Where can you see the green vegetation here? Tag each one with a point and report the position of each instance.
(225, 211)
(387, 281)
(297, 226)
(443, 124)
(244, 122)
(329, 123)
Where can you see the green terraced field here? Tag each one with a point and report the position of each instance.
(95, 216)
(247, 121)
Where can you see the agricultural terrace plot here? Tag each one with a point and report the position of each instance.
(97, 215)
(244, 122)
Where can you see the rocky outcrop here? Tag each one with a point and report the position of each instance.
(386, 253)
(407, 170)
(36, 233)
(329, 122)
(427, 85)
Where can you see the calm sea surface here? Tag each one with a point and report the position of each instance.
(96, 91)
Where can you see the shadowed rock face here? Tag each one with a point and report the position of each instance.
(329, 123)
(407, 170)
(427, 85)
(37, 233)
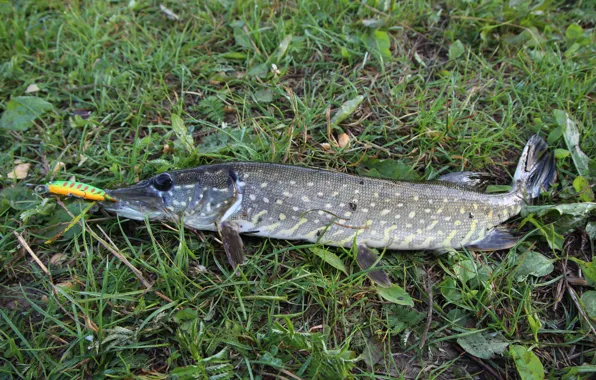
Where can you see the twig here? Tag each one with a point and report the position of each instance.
(33, 255)
(429, 314)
______
Instructions to follow: Repeat every record above exactly, except the pictures.

Response to the task:
Where can you see the green vegetation here? Tag each one with a point and report the position of each instance.
(225, 211)
(387, 281)
(297, 226)
(443, 124)
(244, 122)
(329, 123)
Where can you see the green terraced field here? Tag each one with a point and report the position of each instance.
(95, 216)
(247, 121)
Where can you see the agricultural terrace plot here? Tag each one with a point and report the position of each instance.
(97, 215)
(244, 122)
Where can you see the rocky outcrop here? Tag each one with a point and report the position of each instance.
(386, 253)
(407, 170)
(36, 233)
(329, 122)
(427, 85)
Where can you see the calm sea surface here? Tag each one with a point and report the position of each instance.
(96, 91)
Where can you see the shadowed rock face here? Tag each one with a point and report the position of each instance.
(329, 123)
(407, 170)
(427, 85)
(37, 233)
Where can you see the twig here? Tag each one with a point and report the position of each instance.
(33, 255)
(429, 314)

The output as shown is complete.